→ EXERCISE REQUIREMENTS:
Exact output of all the records is required.

[SOURCE MATERIAL — start]

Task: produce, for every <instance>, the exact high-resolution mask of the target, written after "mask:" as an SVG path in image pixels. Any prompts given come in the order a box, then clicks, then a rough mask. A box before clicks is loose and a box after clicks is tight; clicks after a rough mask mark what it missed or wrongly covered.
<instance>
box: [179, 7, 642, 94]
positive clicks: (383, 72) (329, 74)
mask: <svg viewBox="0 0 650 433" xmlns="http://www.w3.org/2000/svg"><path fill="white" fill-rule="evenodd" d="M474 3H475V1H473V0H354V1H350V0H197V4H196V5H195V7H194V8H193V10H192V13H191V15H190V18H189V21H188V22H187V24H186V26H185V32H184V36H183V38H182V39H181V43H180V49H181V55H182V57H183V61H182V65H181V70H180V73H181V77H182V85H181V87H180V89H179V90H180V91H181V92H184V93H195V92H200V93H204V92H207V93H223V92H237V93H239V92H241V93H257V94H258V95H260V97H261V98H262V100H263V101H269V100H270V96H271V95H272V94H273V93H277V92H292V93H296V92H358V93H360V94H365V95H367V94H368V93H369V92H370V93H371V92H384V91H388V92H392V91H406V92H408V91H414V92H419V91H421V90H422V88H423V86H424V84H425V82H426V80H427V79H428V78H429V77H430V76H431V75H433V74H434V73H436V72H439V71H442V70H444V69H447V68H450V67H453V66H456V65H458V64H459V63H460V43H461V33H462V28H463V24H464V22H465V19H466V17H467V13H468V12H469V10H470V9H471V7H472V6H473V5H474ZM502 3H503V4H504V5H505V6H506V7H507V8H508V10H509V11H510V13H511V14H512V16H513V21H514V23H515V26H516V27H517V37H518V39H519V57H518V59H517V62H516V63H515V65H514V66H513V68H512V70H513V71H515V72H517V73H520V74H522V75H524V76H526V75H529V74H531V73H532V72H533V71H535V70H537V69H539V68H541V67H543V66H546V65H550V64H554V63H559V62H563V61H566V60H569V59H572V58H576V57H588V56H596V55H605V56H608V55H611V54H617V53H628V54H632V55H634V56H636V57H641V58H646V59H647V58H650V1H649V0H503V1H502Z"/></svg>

[SOURCE MATERIAL — finish]

→ RESULT:
Task: produce, for every <instance>, the exact high-resolution mask of the target, written after "mask:" as an SVG path in image pixels. Any prompts given come in the order a box, then clicks, then a rough mask. A box before clicks is loose and a box after clicks is tight; clicks after a rough mask mark what it missed or wrongly covered.
<instance>
box: [179, 7, 642, 94]
positive clicks: (383, 72) (329, 74)
mask: <svg viewBox="0 0 650 433" xmlns="http://www.w3.org/2000/svg"><path fill="white" fill-rule="evenodd" d="M474 3H475V1H473V0H354V1H350V0H197V4H196V5H195V7H194V8H193V10H192V13H191V15H190V18H189V21H188V22H187V24H186V26H185V32H184V36H183V38H182V39H181V43H180V49H181V55H182V57H183V61H182V65H181V70H180V73H181V77H182V85H181V87H180V89H179V90H180V91H181V92H184V93H195V92H200V93H204V92H207V93H223V92H237V93H239V92H241V93H257V94H258V95H260V97H261V98H262V100H263V101H269V100H270V96H271V95H272V94H273V93H277V92H292V93H296V92H358V93H360V94H365V95H367V94H368V93H369V92H370V93H371V92H384V91H388V92H392V91H406V92H408V91H414V92H419V91H421V90H422V88H423V86H424V84H425V82H426V80H427V79H428V78H429V77H430V76H431V75H433V74H434V73H436V72H439V71H442V70H444V69H447V68H450V67H453V66H456V65H458V64H459V63H460V43H461V33H462V28H463V24H464V22H465V19H466V17H467V13H468V12H469V10H470V9H471V7H472V6H473V5H474ZM502 3H503V4H504V5H505V6H506V7H507V8H508V10H509V11H510V13H511V14H512V16H513V21H514V23H515V26H516V27H517V37H518V39H519V57H518V59H517V62H516V63H515V65H514V66H513V68H512V70H513V71H515V72H517V73H520V74H522V75H524V76H526V75H529V74H531V73H532V72H533V71H535V70H537V69H539V68H541V67H543V66H546V65H550V64H554V63H559V62H563V61H566V60H569V59H572V58H576V57H588V56H596V55H605V56H608V55H611V54H617V53H628V54H632V55H634V56H636V57H641V58H646V59H647V58H650V1H649V0H503V1H502Z"/></svg>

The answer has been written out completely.